#### Document:
— Start —

A Severed Head is a 1970 British comedy-drama film directed by Dick Clement, and starring Claire Bloom, Lee Remick, Richard Attenborough, and Ian Holm. It is based on the 1961 novel of the same name by Iris Murdoch.

Opening credits
The highly unique credits features accurate dolls of each cast member in turn, rotating against a black background.

Plot
The story is set in and around London.

Antonia is the pampered wife of an upper class wine merchant Martin Lynch-Gibbon. She tells her husband that she is in love with their best friend psychiatrist Palmer Anderson. Palmer and Antonia wish to deal with the situation in a civilized manner by remaining friends with Martin.

Meanwhile, Martin tries to keep his mistress, Georgie Hands, a secret.

Palmer's sister Honor Klein is met at a railway station by Martin instead of Palmer. Honor, who once taught Georgie at Oxford University, tells Palmer and Antonia about the affair between her former student and Martin. Honor then introduces Georgie to Martin's womanizing brother Alexander. This is just the start of the various liaisons.

Martin visits his sculptor brother Alexander who lives in a large suburban villa.

Georgie works with historic looms in the Royal College of Art in a room overlooking the Albert Memorial.

Martin, Antonia, Palmer and Georgie go for a posh meal together. Georgie can't stand the arrangement and runs off. Martin goes home, and Honor is at the dinner table eating fruit. She has an unsheathed samurai sword. She demonstrates her skill with the sword.

— End —

#### Items:
— Start —

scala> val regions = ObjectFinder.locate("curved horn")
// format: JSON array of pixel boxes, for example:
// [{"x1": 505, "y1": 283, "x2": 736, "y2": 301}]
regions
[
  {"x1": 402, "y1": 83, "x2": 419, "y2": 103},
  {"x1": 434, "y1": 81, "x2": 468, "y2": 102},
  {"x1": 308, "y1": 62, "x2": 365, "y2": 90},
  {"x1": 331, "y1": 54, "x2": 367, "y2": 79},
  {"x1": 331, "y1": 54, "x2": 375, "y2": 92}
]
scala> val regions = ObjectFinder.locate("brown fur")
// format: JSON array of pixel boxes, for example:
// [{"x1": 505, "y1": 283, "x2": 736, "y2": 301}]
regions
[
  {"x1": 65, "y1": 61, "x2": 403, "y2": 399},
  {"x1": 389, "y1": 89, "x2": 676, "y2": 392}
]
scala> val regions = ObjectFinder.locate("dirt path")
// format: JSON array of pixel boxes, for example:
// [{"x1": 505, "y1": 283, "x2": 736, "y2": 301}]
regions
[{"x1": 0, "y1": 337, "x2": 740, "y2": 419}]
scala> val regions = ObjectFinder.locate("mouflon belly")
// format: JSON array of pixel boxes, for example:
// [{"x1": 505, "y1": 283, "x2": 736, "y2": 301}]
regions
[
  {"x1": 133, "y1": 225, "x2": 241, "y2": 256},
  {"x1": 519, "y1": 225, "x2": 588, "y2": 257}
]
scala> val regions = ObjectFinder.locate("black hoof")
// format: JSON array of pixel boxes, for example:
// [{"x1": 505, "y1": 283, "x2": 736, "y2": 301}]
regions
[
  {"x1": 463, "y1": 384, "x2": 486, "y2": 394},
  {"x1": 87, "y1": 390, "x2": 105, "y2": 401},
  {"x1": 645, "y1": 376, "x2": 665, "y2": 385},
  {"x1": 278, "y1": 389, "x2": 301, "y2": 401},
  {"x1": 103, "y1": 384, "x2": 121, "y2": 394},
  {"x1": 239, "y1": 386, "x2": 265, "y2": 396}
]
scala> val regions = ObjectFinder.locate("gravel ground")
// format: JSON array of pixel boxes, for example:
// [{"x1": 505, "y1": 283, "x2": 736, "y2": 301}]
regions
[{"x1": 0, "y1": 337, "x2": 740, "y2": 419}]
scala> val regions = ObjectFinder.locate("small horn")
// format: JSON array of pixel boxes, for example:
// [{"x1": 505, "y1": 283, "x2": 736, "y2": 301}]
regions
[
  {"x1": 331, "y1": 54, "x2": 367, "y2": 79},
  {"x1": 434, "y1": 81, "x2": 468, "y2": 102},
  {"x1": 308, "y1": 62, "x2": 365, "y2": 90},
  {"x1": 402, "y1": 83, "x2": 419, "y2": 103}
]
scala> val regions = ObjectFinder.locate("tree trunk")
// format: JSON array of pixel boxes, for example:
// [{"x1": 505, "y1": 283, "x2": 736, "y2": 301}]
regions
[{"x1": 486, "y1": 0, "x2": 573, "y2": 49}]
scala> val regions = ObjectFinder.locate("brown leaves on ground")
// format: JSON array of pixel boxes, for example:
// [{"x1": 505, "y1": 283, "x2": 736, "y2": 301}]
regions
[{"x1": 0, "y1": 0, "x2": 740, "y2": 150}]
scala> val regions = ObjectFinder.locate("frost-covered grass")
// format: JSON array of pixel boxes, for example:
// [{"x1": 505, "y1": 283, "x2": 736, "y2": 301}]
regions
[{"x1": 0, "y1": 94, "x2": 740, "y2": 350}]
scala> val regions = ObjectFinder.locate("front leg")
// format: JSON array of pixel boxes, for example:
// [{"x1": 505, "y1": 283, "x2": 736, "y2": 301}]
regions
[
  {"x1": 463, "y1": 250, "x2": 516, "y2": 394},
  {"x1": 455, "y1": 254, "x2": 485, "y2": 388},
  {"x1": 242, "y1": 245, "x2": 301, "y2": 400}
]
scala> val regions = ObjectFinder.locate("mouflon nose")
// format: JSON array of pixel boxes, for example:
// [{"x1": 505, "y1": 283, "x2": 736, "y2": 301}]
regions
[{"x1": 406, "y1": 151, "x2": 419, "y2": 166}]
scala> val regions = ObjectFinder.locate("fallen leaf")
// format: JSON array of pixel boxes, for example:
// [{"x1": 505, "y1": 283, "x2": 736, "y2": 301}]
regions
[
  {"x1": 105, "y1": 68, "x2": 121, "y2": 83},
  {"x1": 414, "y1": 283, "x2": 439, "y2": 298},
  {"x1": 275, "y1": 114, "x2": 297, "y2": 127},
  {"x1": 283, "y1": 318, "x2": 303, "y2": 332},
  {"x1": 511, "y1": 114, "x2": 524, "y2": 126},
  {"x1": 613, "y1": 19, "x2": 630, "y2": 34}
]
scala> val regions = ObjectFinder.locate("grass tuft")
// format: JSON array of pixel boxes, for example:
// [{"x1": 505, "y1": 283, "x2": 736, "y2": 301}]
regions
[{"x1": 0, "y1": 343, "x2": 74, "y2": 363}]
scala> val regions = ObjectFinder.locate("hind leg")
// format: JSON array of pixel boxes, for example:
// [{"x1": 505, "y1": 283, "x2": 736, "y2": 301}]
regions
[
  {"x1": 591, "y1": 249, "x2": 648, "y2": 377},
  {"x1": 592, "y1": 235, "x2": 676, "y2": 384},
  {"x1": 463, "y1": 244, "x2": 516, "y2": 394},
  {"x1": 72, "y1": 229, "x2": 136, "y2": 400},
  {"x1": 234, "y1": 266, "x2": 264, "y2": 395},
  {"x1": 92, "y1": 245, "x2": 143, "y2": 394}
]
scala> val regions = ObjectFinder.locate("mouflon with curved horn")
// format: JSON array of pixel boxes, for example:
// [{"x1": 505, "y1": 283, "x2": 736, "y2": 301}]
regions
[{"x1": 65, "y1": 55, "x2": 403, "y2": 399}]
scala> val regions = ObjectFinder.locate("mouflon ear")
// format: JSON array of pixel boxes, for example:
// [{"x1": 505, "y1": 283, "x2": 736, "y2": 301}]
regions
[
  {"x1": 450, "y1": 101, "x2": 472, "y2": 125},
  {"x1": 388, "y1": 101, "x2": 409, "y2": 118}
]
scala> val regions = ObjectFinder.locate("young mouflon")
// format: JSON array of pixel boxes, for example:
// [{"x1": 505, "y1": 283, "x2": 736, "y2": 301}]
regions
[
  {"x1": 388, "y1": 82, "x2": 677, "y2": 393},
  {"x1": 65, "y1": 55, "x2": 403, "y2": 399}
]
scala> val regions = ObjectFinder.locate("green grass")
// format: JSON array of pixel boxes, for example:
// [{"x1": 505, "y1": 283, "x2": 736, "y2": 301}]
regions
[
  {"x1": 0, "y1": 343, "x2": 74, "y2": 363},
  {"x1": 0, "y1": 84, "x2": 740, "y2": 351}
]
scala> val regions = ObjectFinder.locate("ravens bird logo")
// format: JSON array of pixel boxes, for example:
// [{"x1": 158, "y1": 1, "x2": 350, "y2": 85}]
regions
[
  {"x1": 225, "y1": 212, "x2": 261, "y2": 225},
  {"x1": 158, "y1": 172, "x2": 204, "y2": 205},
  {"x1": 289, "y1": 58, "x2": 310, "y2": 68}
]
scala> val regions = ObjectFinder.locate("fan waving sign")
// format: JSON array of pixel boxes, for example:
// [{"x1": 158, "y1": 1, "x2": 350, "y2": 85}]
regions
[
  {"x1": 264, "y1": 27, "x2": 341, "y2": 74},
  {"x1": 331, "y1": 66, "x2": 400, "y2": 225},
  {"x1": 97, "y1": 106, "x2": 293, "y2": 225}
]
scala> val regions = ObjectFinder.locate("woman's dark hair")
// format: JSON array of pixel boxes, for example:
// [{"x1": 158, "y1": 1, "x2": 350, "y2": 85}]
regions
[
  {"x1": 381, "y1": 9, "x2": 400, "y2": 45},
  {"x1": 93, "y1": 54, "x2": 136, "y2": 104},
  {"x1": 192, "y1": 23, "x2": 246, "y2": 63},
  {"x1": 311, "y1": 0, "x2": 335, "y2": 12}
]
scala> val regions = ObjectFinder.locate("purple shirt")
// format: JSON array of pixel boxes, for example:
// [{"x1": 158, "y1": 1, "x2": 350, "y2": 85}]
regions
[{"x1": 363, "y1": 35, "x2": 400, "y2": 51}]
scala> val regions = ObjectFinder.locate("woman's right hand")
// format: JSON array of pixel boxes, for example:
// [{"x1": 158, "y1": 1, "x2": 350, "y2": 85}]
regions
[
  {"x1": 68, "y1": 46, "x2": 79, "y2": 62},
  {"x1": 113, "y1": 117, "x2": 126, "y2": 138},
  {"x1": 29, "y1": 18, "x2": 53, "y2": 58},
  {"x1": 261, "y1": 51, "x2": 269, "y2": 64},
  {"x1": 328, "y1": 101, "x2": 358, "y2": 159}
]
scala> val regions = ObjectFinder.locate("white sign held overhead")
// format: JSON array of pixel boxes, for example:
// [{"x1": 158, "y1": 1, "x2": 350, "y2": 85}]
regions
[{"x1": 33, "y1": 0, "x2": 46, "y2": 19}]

— End —

#### Problems to work on:
- 1) Reproduce a passage from the film article word for word, starting with "Meanwhile, Martin tries" and going on through "large suburban villa.".
- 2) Name every actor the film article lists as starring in the film.

#### Task-by-task solutions:
- 1)
Meanwhile, Martin tries to keep his mistress, Georgie Hands, a secret.

Palmer's sister Honor Klein is met at a railway station by Martin instead of Palmer. Honor, who once taught Georgie at Oxford University, tells Palmer and Antonia about the affair between her former student and Martin. Honor then introduces Georgie to Martin's womanizing brother Alexander. This is just the start of the various liaisons.

Martin visits his sculptor brother Alexander who lives in a large suburban villa.

- 2) Claire Bloom, Lee Remick, Richard Attenborough, Ian Holm